**RECORD EXTRACTS**:

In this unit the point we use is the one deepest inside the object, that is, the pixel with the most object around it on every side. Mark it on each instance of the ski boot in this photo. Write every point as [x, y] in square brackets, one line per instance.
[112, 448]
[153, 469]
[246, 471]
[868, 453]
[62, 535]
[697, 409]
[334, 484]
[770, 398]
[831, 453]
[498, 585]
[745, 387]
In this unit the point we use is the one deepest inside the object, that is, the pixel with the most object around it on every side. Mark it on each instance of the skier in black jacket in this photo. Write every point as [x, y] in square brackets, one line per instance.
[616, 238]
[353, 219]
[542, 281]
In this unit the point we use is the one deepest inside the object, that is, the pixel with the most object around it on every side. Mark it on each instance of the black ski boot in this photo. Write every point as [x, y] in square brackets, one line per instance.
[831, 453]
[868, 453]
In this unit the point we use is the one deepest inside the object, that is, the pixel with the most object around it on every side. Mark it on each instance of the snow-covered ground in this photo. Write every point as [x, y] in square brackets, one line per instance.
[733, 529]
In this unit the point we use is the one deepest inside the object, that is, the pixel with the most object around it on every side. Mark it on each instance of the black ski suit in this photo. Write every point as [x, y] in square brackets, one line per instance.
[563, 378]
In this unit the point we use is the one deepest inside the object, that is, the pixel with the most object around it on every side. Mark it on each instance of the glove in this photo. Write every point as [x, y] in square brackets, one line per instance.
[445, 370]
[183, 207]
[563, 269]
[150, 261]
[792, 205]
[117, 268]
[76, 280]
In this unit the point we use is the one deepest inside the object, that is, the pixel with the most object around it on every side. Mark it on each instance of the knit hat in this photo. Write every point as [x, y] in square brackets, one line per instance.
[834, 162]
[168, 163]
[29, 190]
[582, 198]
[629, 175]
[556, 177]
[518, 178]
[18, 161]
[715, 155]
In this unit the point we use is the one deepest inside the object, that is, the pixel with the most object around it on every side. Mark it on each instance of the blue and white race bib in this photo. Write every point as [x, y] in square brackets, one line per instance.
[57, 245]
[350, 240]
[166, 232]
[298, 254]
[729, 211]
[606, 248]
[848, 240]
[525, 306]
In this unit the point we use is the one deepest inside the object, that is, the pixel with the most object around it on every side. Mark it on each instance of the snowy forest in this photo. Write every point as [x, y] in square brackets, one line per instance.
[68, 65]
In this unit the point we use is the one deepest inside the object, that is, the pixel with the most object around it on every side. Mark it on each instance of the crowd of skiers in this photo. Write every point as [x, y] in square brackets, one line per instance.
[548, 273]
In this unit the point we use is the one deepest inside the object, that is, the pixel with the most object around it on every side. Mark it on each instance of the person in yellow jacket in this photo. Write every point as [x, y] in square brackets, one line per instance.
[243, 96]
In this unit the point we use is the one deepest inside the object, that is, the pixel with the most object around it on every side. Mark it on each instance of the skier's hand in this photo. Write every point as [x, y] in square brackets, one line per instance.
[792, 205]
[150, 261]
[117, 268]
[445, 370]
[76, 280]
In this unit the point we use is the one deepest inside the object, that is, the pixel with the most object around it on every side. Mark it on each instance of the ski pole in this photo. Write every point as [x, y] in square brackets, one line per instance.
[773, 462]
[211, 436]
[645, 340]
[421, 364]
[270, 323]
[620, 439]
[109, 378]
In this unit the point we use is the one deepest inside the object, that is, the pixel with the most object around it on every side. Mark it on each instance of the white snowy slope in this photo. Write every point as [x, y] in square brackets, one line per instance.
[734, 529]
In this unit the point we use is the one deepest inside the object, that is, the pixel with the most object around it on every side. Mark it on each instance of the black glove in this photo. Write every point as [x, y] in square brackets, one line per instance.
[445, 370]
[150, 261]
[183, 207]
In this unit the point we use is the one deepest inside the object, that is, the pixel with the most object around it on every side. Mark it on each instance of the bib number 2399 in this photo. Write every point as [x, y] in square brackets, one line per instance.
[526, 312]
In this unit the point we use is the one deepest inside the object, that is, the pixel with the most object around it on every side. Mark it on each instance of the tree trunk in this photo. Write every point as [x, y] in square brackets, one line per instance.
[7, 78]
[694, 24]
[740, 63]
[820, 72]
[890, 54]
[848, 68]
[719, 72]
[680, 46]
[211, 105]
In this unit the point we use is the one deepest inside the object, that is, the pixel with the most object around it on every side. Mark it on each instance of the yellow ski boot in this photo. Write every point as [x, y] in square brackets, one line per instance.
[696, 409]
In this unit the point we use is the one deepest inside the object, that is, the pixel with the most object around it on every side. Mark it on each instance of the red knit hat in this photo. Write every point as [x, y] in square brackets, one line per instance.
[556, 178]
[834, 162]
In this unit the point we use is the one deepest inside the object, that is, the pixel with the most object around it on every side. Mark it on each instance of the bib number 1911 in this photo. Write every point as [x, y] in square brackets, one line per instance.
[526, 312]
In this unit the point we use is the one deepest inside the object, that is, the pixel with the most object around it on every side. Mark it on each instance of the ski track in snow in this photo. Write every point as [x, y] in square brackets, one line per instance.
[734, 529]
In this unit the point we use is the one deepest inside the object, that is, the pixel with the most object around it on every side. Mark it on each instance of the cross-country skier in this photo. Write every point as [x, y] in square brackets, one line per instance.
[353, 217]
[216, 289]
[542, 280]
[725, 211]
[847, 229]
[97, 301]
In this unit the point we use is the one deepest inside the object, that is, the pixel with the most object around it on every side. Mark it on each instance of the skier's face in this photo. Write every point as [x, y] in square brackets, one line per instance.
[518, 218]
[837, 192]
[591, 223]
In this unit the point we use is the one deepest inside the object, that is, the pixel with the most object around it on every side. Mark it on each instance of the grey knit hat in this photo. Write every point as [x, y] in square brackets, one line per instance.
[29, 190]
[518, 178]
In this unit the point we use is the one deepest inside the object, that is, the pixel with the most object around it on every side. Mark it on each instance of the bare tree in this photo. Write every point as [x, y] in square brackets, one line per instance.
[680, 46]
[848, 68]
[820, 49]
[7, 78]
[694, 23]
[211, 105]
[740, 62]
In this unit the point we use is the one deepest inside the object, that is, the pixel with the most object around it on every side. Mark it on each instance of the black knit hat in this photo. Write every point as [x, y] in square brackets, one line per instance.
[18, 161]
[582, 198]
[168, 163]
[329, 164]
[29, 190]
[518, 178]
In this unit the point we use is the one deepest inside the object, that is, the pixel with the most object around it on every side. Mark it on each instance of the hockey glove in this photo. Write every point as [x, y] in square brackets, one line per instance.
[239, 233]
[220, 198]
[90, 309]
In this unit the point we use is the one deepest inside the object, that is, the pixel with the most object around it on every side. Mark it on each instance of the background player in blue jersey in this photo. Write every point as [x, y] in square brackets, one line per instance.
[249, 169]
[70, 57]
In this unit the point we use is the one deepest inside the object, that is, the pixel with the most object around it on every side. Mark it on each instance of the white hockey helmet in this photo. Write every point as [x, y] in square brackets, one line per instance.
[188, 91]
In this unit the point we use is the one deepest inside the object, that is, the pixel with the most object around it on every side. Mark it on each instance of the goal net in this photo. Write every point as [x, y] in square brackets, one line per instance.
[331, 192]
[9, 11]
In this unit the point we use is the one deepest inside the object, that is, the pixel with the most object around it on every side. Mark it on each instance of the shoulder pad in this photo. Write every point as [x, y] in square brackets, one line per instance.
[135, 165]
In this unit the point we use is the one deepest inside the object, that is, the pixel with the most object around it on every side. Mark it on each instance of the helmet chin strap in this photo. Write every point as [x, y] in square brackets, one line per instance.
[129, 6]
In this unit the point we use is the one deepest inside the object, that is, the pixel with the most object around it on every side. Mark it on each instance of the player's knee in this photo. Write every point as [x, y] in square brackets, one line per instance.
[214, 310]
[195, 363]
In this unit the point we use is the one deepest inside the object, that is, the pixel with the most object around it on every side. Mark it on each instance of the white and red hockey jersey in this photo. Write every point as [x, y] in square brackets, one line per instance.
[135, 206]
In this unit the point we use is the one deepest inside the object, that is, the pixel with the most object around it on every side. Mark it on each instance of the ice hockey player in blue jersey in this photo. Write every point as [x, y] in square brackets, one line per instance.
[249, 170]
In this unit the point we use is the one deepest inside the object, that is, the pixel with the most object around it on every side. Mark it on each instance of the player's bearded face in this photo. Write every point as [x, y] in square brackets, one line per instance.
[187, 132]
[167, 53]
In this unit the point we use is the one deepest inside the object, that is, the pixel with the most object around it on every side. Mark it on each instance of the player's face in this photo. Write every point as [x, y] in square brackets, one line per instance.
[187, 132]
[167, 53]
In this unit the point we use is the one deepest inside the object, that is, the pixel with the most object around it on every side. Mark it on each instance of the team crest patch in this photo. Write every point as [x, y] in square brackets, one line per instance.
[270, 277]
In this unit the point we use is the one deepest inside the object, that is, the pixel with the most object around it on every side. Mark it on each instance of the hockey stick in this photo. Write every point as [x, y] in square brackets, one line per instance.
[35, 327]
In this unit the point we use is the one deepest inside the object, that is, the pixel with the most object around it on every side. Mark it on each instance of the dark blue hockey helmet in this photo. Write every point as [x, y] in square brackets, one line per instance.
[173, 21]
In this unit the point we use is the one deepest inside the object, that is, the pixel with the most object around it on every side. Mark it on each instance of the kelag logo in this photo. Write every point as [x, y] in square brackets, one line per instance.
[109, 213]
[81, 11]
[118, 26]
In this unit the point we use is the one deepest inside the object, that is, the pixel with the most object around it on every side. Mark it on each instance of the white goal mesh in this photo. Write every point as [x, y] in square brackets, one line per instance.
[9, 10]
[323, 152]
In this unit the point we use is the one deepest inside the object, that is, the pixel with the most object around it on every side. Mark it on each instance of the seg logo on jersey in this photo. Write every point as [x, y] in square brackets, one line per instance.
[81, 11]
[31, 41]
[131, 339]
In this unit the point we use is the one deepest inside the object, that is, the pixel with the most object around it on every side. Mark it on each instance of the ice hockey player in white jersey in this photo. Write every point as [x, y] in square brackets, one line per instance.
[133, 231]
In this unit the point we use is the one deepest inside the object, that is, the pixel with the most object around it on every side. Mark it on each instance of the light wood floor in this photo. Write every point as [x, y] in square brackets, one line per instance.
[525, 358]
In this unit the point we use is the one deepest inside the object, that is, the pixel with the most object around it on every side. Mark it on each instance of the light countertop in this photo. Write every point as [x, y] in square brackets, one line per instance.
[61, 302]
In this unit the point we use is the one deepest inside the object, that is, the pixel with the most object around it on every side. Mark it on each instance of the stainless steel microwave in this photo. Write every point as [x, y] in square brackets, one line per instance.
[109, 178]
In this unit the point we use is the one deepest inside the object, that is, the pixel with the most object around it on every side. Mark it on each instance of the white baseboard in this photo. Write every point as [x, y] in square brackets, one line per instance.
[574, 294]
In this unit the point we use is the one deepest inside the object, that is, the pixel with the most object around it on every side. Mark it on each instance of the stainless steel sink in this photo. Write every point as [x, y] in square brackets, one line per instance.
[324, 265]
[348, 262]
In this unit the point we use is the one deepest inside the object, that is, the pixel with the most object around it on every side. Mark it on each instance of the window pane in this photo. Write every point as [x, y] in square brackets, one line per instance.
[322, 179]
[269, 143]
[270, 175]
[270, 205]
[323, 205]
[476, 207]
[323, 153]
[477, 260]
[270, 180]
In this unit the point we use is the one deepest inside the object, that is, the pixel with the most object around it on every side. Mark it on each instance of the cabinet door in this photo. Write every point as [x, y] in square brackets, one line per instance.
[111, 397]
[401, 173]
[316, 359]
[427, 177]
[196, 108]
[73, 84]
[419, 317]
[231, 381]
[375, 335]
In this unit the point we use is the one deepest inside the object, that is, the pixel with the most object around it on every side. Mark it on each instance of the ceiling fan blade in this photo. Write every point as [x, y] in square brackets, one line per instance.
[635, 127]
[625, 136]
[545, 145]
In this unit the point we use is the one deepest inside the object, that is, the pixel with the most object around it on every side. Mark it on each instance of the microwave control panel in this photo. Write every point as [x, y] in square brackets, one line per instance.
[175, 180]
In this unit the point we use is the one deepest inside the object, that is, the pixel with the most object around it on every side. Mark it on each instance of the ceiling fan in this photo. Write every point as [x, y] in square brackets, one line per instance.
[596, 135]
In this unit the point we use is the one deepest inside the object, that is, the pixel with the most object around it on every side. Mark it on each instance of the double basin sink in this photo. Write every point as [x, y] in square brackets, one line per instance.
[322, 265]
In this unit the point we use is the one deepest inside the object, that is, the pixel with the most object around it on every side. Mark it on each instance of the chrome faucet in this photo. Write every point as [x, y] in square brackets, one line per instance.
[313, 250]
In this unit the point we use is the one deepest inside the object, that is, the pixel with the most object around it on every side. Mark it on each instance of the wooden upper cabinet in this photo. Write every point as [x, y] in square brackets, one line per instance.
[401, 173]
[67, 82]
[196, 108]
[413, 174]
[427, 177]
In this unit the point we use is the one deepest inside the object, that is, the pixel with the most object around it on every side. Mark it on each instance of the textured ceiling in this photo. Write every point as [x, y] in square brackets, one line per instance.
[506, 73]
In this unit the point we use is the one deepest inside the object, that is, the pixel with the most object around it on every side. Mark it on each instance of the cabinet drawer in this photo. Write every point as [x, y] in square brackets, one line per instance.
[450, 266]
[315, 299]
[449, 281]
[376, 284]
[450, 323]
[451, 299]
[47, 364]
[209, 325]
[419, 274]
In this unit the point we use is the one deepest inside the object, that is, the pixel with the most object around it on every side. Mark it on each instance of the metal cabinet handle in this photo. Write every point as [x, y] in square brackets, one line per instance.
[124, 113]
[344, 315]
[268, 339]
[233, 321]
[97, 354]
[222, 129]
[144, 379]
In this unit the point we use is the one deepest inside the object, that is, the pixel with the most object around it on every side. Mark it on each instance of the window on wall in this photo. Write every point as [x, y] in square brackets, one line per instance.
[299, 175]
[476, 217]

**TASK TO COMPLETE**: Reproduce the lines of the entries above exactly, but only from the line containing "of the textured" through the final line.

**RESPONSE TO THIS EXERCISE**:
In this unit the point we use is the one deepest inside the object, that is, the pixel with the most object around it on every side. Mark it on each instance of the textured ceiling in this photo. Write every point as [x, y] in square brackets, one line per instance.
[506, 73]
In this unit the point we use is the one deepest inside the object, that is, the pixel with the most object around it on every side. Mark it on each instance of the cabinet drawer in this photo. Write every point as [x, y] in square brackets, one line per instance.
[450, 266]
[315, 299]
[449, 281]
[376, 284]
[450, 323]
[451, 299]
[47, 364]
[209, 325]
[419, 274]
In this unit the point we use is the one deepest inside the object, that is, the pixel with the most object around it on every side. Mark it on each instance of the metal cabinet handle in this photo. Write every point as [x, y] in square brackets, one line per instance.
[124, 113]
[344, 315]
[268, 339]
[233, 321]
[97, 354]
[222, 129]
[144, 379]
In this unit the point we use is the one deepest inside the object, that is, the pixel with the most object around it on every side. Mark it on each instance of the window on wall in this photo. Write every point as [x, y] in square brackets, one line per instance.
[299, 175]
[476, 217]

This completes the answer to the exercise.